Saved entries
+++++
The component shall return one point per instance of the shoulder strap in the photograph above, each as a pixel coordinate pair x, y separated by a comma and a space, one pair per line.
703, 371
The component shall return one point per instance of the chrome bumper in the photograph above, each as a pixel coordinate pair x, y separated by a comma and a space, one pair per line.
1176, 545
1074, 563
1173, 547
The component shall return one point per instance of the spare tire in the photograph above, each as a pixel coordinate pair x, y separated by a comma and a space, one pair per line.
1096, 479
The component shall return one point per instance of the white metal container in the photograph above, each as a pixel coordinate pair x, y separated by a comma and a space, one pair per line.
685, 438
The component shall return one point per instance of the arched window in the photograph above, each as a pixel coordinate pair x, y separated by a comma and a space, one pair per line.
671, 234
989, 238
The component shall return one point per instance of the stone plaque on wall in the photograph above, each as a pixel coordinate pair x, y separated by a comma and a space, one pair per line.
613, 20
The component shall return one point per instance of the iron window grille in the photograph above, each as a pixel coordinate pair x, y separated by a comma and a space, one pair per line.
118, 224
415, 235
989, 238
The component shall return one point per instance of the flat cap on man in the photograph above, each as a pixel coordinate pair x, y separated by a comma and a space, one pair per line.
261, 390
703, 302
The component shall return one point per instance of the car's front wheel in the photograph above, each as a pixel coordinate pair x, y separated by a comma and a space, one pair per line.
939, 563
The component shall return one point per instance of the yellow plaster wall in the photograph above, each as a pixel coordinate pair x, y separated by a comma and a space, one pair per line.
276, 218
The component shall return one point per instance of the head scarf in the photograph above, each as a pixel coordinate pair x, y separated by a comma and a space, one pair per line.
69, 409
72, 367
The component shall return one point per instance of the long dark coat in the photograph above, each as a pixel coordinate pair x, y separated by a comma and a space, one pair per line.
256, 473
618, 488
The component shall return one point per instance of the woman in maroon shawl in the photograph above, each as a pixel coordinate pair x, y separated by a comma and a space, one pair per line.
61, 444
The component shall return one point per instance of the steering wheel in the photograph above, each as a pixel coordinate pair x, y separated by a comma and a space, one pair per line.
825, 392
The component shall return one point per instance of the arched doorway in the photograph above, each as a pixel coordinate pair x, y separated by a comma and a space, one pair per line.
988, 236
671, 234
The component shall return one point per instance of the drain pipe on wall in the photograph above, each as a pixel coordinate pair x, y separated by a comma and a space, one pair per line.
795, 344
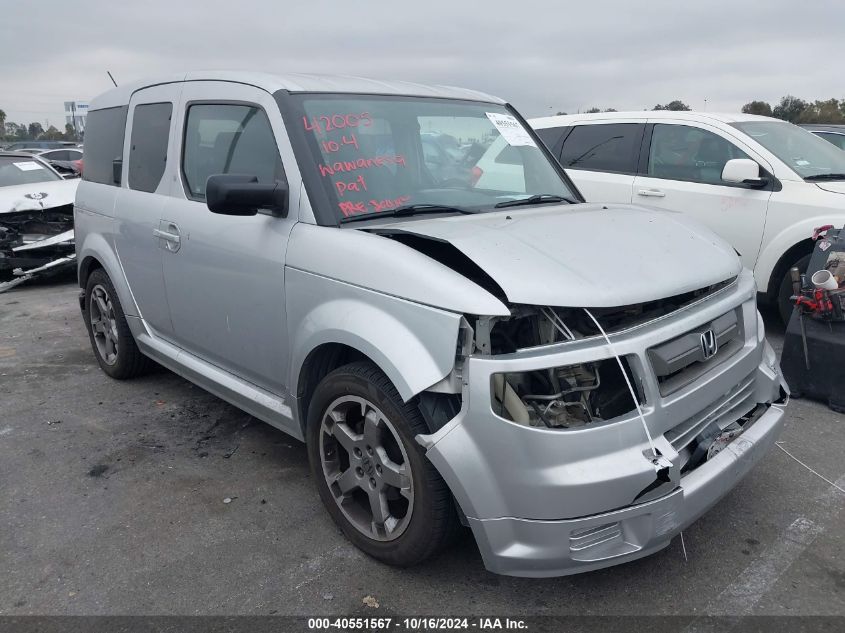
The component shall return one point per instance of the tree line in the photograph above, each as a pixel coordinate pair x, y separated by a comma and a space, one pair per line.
+++++
= Aim of the task =
Pictures aside, repeat every line of the data above exactly.

= Result for this exercise =
The component shall return one point per instance of the shoulder strap in the photograph above, each as a pixel coordinate pair x, y separated by a comma and a space, one pair per line.
703, 371
The component shall return one point per instance of the chrome bumper in the photograph above, each as a pixel coordinate pair x, y separated by a comma and a space, one pair per line.
1176, 545
1074, 563
1173, 547
The component shall return one point per instance of the spare tire in the photograph above, each as a pixel coordinate pair x, y separated by a comma and a space, one pair per line.
1096, 479
The component shall return one point per instance of the white metal container in the photograph above, each as a pixel coordinate pair x, y separated by a comma and a space, one pair per line.
685, 438
The component shall return one point per instance of the arched window in the photograph above, each as a pixel coordinate pair x, y separated by a comma and a space, one pair per line.
671, 234
989, 238
The component shall return one point per instance of the stone plaque on wall in the photograph above, each as a pixel coordinate pair x, y separated by a comma and a space, one pair per line.
613, 20
The component shall return one point per instance of the iron window grille in the photograph above, each as a pixel coordinate pair x, y separated by a comma and a space, one pair per line.
118, 224
415, 235
989, 238
The component shall return one point per instance of the flat cap on man in the photograph above, each as a pixel coordinate pair x, y separated by a comma and a space, one pair per line.
261, 390
703, 302
The component shall return one point per instance of the car's front wheel in the photograph above, each as a pixel coordinate pair x, y separated by a comma and a space, one pair per line.
939, 563
The component shall return one point per instance of the yellow plaster wall in the photograph above, each as a pixel coordinate pair x, y separated by a comma and a space, one pair per line.
276, 218
The component shall return one point per instance of the head scarf in the photograph above, each as a pixel coordinate pair x, y separated by a comma and a space, one pair per line.
69, 409
72, 367
The component shall return one point per instance of the long dark coat in the photograph above, each as a pixel coordinate pair x, y separated by a comma and a space, one pair per line.
256, 473
618, 488
The component shall return one point per instance of the woman in maroon shawl in the photograph above, each as a pixel coordinate pair x, y separated by a comma and a space, one pair per line.
61, 444
The component shall return one point per instance of the steering wheel in the photograph above, each as a pixel coordinate pair x, y separated by a comma and a space, one pair per line.
825, 392
The component shall return one point per instance of the arched doorway in the photograph above, each as a pixel coordinate pair x, y separated by a comma and a space, one pair per line.
988, 236
671, 234
The component shall return one point per instance of the drain pipe on wall in the photograph above, each as a pixel coordinate pair x, y separated by a comma and a space, one pair per line.
795, 344
The component shall return one point per instance of the tree line in the photograph above, each as a pixel coordinate pair x, y separated by a comma and a space, one pair per line.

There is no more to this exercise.